#### RECORDS SHOWN

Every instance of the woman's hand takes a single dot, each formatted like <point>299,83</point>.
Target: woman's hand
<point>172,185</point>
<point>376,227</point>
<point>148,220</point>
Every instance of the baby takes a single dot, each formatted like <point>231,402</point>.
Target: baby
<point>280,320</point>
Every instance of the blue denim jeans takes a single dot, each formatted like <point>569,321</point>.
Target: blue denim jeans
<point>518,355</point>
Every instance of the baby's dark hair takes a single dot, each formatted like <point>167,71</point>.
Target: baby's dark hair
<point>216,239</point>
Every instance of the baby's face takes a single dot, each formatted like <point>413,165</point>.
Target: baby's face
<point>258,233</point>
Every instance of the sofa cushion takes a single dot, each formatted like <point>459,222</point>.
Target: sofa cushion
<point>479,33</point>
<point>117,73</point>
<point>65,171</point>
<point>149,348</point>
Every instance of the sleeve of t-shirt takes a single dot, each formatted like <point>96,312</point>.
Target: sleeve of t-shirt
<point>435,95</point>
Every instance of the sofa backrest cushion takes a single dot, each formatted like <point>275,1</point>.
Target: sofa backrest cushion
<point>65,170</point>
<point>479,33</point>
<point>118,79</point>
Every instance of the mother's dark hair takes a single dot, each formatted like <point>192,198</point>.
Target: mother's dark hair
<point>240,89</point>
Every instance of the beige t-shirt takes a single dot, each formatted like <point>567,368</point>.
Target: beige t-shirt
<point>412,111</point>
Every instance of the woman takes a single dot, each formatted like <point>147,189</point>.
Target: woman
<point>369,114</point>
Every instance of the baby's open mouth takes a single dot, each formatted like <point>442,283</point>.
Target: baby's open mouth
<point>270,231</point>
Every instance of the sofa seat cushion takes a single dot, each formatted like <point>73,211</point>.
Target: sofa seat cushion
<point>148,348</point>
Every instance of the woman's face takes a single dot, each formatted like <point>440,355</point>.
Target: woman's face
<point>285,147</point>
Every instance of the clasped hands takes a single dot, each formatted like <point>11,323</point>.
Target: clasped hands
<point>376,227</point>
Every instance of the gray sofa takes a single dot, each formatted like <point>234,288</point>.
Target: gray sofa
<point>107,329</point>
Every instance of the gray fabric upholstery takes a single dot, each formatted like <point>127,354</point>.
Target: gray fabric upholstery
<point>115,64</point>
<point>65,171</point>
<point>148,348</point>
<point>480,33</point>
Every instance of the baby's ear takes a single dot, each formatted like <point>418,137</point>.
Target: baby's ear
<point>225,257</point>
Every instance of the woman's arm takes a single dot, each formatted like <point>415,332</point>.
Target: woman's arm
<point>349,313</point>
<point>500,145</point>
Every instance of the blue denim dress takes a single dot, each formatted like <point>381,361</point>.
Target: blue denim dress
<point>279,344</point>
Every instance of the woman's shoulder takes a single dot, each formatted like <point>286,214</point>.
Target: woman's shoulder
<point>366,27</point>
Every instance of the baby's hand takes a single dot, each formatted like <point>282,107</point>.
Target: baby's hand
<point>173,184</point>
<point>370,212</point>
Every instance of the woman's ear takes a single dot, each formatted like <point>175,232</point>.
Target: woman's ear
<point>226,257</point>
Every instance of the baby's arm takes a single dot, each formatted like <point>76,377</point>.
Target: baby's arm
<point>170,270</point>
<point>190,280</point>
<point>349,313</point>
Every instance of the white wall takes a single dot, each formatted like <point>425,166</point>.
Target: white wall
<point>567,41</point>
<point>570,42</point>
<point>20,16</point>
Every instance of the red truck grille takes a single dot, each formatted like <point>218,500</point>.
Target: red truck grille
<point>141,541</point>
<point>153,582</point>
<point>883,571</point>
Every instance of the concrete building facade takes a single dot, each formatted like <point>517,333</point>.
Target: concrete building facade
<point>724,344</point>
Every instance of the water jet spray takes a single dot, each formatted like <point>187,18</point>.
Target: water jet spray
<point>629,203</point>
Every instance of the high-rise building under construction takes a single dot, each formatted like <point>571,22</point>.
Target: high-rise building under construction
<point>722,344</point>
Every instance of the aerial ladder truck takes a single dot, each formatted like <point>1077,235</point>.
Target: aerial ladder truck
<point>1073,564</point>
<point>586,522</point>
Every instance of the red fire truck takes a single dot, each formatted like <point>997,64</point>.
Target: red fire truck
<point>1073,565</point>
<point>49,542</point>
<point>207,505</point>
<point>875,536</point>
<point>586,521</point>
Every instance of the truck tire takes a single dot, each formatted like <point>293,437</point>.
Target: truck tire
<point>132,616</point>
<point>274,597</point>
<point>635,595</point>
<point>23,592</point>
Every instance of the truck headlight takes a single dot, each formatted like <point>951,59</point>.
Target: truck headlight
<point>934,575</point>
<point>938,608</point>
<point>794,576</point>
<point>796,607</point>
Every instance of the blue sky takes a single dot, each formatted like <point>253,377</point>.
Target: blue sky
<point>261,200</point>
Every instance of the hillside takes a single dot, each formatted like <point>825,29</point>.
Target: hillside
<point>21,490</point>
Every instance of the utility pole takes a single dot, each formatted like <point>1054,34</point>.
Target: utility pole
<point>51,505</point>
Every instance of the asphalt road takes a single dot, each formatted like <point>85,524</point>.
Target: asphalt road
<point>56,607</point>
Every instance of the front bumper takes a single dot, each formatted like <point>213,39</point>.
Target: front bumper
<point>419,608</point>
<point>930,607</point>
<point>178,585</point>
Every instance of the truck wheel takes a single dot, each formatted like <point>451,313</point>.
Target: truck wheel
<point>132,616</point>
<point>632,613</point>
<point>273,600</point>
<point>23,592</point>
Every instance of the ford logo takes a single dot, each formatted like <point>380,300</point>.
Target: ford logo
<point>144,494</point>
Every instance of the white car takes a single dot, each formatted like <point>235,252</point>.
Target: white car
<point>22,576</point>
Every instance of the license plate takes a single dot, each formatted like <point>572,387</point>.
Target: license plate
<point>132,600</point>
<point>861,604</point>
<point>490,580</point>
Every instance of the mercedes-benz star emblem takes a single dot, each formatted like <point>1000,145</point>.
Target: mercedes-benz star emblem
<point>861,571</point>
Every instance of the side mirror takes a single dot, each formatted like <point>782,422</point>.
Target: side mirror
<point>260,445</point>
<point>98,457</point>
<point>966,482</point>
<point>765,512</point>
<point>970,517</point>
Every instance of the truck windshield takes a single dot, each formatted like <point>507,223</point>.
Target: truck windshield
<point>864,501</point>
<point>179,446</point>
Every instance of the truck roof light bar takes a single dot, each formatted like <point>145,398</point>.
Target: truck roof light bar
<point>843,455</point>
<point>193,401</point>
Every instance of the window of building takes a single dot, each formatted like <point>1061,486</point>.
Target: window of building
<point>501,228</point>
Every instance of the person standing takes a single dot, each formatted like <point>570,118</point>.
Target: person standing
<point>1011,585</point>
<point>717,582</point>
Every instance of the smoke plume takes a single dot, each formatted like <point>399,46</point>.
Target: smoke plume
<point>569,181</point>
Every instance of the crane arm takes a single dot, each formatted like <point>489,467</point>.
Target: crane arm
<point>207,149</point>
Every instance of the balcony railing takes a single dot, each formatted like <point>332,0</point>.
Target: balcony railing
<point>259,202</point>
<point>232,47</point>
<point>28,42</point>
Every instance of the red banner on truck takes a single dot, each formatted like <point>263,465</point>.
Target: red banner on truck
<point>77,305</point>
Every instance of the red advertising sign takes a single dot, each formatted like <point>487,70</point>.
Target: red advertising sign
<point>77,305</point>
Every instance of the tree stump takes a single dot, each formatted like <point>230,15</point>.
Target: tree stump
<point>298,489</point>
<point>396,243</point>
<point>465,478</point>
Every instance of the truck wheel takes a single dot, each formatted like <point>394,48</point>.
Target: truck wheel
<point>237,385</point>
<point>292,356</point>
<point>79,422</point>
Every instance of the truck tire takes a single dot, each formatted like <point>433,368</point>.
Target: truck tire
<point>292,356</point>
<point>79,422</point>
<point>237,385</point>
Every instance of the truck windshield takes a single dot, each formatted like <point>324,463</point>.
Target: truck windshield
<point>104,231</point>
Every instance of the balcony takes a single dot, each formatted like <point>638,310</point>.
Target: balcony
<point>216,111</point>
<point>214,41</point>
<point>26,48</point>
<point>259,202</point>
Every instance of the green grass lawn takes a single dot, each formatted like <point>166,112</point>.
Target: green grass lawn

########

WHAT YOU WILL DO: Look through the records and copy down every line that holds "lawn".

RESPONSE BOX:
Every instance of the green grass lawn takes a single dot, each formatted like <point>166,112</point>.
Target: green grass lawn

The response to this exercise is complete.